#### Extrait du document
Venise, 18 novembre 2021 - Surplombant les étroits canaux vénitiens ou donnant sur les campi de la ville, décorés de fresques par les peintres les plus célèbres de l'histoire de l'art, meublés d'antiquités et de collections d'époque qui racontent les anciennes habitudes d'un passé de splendeur, de luxe et de convivialité. La plupart des hôtels de Venise sont situés dans certains des plus beaux palais historiques de la ville et témoignent les légendes et les moments de vie d'un passé fascinant qui fait partie des 1600 ans d'histoire de la ville.
De la plus ancienne auberge de Venise à l'hôtel qui abrite des collections d'objets du monde entier, en passant par le lieu d’hébergement touristique qui permet de dormir sous un plafond décoré d'une des premières peintures de Tiepolo, le voyage à travers les hôtels de Venise est un voyage imaginaire entre passé et présent.
Alessandro Spada, créateur et fondateur de la page et du groupe Facebook Hidden Corners of Venice (qui compte près de 40 000 adeptes et s'occupe de raconter les secrets et les coins cachés de Venise à travers l'histoire), nous accompagne dans ce voyage. À ce jour, il a recueilli, étudié et raconté à son public 170 hôtels de la ville et l'histoire des palais respectifs dans lesquels ils se trouvent. Né en Suisse et passionné par Venise et son histoire, Alessandro, journaliste free-lance et guide touristique à Florence, habite à Padoue, où il passe ses journées à approfondir les différents aspects de l'histoire de Venise. Ce qui n'était qu'une passion et une idée née presque par hasard est aujourd'hui devenue une mission pour Alessandro, qui vise à créer une archive de récits de voyage et d'images, une sorte de "carte" des palais historiques vénitiens qui sont devenus des hôtels qui peut être transmise au fil du temps.

#### Données fournies
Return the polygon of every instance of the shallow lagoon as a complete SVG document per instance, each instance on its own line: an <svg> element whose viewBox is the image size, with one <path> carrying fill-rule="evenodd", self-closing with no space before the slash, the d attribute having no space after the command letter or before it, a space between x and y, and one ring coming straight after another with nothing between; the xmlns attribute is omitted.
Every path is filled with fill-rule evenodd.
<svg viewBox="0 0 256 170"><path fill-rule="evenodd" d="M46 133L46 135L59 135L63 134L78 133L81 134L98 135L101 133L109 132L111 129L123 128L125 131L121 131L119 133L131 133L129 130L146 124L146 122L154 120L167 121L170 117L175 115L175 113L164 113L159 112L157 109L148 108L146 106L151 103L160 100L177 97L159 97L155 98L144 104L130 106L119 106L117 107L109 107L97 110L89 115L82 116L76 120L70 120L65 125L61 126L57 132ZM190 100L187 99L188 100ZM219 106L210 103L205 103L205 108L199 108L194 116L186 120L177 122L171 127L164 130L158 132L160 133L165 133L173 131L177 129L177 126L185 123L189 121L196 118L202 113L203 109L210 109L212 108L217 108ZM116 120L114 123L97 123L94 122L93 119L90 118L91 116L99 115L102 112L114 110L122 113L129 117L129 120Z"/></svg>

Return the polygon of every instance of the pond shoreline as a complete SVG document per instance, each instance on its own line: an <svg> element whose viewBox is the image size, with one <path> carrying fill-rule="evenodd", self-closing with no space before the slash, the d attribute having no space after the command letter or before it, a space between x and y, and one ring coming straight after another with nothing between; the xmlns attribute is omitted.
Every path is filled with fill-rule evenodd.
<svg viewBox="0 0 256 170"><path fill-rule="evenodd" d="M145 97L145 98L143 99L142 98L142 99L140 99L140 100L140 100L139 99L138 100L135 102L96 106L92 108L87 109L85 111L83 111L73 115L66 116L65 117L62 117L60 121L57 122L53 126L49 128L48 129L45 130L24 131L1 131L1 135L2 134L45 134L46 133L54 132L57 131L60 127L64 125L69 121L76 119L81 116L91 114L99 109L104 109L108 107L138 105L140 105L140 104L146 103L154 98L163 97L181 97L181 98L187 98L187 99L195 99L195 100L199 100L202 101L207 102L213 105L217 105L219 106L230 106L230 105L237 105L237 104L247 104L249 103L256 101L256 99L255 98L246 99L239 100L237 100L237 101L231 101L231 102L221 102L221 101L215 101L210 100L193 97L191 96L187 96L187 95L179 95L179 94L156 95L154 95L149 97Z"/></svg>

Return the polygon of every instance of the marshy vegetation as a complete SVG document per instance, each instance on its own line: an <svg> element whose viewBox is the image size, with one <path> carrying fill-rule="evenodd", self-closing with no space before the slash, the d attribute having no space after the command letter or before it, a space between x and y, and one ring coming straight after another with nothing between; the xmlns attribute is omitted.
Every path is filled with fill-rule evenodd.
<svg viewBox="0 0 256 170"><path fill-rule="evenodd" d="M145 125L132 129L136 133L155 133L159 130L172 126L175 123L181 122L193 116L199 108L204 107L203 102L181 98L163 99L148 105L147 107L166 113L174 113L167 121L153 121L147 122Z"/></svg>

#### Consigne A
Recopiez le passage de l'article sur les hôtels de Venise qui commence par "Venise, 18 novembre" et se poursuit jusqu'à "de la ville.", en remplaçant "fresques" par "peintures murales".
#### Consigne B
D'après l'article sur les hôtels de Venise, combien d'hôtels de la ville Alessandro Spada a-t-il recueillis, étudiés et racontés à son public à ce jour ?
Les items n'ont aucun rapport avec l'article sur les hôtels de Venise.

#### Réponse A
Venise, 18 novembre 2021 - Surplombant les étroits canaux vénitiens ou donnant sur les campi de la ville, décorés de peintures murales par les peintres les plus célèbres de l'histoire de l'art, meublés d'antiquités et de collections d'époque qui racontent les anciennes habitudes d'un passé de splendeur, de luxe et de convivialité. La plupart des hôtels de Venise sont situés dans certains des plus beaux palais historiques de la ville et témoignent les légendes et les moments de vie d'un passé fascinant qui fait partie des 1600 ans d'histoire de la ville.

#### Réponse B
170 hôtels.